▶ _DOCUMENT TEXT_:
[start]
RSL 5.1 Theater Speaker System Page 2

As Repo Men got under way, with Jude Law as a futuristic organ harvester whose blood-spattered job goes awry, the RSL system delivered the goods with as little listening fatigue as I’ve ever had with any high-resolution speakers delivering a noisy movie. Achieving the right balance between vocal clarity and dynamically challenging effects was a set-and-forget affair, and there were no gross flaws in the speakers’ tonal distribution above the sub crossover. However, I did use the outboard volume control to tweak the sub. Although my initial test-tone settings were conservative, the glossy black cube’s contribution to male voices was too obvious. I easily fixed this problem by lowering the level with the sub remote.

The medieval war epic Ironclad stars Paul Giamatti (playing against type) as raging English King John, who is trying to wiggle out of the Magna Carta. This movie gave the RSLs a chance to show off their imaging and dynamic prowess with unusual layering and panning effects in action scenes. Ironclad’s 13th-century battles were rich in bloodcurdling cries, the clangor of swords on shields, and whizzing/thunking arrows. But these elements rose and fell like tides, sometimes suddenly diminishing to emphasize the sorrowing undercurrent of music, only to rush back in again. The speakers imaged these shifting elements strongly and with complete dynamic confidence. All this activity rioted across a soundfield that was large and un-speaker-bound.

Quentin Tarantino’s Jackie Brown is studded with vintage soul music—and Johnny Cash—and the RSLs mined these musical chestnuts for vocal warmth and vividness. One of the things I love about home theater is hearing what a good set of speakers can do for music originally mixed for car radio and then massaged for surround. But the bulk of the soundtrack is devoted to dialogue—in the Tarantino tradition, the film has numerous talky passages—and the CG24 excelled with a combination of intelligibility, naturalness, and freedom from midrange coloration. Eventually, it was Samuel L. Jackson’s voice that dominated my attention, perhaps because it was the one that most resembled a musical instrument. The balance of midbass, midrange, and upper midrange through the center speaker I spoke of earlier was at its most exquisite whenever the actor opened his mouth. It held up well off axis when I moved around the sofa. These speakers do not tyrannize the listener with a beamy sweet spot. They are family friendly.
[end]
▶ _SUPPLIED ENTRIES_:
[start]
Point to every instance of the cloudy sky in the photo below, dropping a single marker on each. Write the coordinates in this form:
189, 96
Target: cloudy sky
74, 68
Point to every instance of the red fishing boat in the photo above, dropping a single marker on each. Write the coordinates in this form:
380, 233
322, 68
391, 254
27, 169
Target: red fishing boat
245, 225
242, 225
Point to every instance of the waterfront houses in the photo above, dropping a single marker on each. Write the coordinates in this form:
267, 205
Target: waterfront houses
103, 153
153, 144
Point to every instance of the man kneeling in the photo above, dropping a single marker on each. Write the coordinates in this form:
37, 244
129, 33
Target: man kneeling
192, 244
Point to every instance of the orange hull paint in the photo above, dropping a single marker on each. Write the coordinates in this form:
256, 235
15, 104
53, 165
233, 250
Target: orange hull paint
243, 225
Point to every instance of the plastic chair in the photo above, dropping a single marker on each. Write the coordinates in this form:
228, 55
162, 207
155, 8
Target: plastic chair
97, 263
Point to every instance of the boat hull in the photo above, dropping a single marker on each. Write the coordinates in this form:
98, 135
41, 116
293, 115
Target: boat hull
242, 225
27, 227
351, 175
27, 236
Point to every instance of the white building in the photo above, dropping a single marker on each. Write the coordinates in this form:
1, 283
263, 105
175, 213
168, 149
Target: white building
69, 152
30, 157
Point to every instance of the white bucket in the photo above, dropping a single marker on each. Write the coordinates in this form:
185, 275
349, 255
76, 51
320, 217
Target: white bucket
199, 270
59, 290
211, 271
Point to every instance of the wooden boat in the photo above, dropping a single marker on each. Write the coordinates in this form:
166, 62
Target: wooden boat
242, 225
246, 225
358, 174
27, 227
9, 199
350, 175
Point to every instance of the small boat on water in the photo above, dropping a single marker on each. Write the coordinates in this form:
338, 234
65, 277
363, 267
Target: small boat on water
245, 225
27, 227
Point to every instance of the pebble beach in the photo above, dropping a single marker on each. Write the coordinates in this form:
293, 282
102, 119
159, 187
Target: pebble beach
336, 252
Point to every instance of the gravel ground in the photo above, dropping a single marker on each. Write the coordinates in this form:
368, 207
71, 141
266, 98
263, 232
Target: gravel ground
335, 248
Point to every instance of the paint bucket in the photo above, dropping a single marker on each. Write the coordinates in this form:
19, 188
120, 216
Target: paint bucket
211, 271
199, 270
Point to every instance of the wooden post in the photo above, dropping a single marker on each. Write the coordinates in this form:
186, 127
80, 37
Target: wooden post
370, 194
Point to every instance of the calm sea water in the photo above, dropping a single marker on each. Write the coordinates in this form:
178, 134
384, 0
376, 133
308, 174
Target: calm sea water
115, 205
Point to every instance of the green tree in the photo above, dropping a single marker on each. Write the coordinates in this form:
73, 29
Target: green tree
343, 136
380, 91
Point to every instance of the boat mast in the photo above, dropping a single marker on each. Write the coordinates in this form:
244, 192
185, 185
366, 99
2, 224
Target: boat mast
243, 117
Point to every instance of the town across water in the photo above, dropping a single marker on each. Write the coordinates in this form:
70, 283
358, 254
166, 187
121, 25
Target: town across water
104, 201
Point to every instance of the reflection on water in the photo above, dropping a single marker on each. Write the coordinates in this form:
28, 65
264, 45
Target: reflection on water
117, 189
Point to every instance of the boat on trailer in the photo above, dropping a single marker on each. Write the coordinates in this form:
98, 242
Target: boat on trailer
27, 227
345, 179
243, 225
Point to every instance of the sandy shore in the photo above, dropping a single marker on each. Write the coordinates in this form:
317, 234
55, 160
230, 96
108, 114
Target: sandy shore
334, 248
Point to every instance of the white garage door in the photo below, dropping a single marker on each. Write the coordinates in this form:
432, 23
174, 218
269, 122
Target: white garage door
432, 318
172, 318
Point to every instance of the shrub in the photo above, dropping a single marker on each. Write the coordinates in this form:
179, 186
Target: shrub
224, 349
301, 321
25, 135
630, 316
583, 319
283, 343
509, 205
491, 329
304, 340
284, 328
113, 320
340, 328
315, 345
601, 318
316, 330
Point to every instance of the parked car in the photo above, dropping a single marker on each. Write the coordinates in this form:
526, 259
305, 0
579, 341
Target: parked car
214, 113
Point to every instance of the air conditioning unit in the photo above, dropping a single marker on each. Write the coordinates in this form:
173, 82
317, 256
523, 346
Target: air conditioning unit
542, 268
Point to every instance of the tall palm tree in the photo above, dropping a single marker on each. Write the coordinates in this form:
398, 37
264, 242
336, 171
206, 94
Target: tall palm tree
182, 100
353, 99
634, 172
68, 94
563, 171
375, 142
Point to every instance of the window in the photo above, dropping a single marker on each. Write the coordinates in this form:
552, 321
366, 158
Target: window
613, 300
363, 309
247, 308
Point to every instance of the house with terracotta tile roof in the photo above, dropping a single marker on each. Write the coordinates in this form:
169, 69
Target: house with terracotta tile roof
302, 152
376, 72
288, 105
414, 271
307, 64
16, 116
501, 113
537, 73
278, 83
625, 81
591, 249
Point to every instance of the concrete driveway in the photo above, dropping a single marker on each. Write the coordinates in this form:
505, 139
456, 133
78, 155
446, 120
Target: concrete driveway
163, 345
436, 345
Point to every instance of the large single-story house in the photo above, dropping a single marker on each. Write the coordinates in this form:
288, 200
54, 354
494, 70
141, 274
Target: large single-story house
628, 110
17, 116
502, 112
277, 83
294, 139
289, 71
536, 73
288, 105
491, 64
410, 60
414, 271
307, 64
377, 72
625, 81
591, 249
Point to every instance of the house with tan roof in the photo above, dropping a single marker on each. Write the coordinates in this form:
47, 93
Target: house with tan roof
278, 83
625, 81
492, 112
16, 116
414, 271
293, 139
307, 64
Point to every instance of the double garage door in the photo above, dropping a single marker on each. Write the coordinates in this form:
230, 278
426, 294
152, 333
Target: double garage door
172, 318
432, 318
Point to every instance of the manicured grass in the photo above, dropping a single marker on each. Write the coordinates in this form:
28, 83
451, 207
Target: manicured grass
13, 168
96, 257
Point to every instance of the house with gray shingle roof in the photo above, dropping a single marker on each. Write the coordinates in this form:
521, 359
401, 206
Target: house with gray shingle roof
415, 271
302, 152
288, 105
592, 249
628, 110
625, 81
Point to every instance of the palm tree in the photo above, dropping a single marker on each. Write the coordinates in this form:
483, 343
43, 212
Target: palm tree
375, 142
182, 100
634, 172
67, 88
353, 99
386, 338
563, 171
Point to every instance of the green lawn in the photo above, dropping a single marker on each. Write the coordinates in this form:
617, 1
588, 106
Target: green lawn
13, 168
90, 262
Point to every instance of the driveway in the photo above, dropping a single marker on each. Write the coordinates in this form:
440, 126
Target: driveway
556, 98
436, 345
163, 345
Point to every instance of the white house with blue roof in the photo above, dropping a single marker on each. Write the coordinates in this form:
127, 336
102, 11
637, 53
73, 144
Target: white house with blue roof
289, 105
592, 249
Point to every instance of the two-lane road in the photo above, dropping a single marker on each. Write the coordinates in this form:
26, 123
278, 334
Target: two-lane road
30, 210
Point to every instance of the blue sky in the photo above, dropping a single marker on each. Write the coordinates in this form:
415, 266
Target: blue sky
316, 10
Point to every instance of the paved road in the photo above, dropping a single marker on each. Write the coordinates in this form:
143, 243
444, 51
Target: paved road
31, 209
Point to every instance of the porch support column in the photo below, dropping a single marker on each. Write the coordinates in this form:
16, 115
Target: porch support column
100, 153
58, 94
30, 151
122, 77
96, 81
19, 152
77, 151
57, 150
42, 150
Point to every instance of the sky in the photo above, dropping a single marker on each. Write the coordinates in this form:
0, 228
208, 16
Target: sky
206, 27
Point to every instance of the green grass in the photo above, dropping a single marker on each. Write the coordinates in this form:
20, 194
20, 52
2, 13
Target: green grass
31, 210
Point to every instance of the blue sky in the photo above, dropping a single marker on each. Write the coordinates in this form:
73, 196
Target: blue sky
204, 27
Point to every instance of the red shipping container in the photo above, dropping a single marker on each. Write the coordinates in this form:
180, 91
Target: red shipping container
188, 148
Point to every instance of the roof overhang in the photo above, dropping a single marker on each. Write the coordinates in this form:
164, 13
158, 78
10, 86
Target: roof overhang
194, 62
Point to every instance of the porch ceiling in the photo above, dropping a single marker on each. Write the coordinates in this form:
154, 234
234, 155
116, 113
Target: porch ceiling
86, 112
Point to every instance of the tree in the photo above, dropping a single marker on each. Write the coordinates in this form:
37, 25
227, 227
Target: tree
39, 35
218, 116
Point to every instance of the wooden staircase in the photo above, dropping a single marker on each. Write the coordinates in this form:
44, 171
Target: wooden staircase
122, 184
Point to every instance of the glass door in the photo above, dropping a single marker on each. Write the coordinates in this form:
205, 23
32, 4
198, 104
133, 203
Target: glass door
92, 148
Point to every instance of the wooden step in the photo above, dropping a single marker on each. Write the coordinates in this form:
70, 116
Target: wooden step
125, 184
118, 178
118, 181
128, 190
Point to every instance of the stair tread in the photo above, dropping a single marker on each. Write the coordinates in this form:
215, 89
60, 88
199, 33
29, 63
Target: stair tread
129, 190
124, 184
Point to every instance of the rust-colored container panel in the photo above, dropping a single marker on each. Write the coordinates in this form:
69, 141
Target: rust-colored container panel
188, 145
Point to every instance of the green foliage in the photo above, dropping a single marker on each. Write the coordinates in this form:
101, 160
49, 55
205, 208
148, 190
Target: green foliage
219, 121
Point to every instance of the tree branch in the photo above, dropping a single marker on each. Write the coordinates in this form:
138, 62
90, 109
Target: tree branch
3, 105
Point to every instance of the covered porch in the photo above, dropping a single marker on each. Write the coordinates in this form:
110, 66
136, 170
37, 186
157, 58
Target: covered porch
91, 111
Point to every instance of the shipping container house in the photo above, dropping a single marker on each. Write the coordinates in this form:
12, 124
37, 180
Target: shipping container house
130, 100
[end]
▶ _WHAT TO DO_:
**a)** Condense the paragraph of the speaker review that begins "The medieval war epic Ironclad" into a short bulleted list that keeps its main facts.
**b)** List every movie the speaker review names.
The data has no connection to the speaker review.

▶ _RESPONSES TO THE EXERCISE_:
**a)**
- Ironclad is a medieval war epic starring Paul Giamatti as English King John, who is trying to get out of the Magna Carta.
- The film let the RSLs show their imaging and dynamics through unusual layering and panning in action scenes.
- Its 13th-century battles are full of cries, swords clanging on shields, and arrows, which rise and fall, sometimes giving way to sorrowful music before rushing back.
- The speakers imaged these shifting sounds strongly and with full dynamic confidence, across a large soundfield that did not seem bound to the speakers.

**b)**
- Repo Men
- Ironclad
- Jackie Brown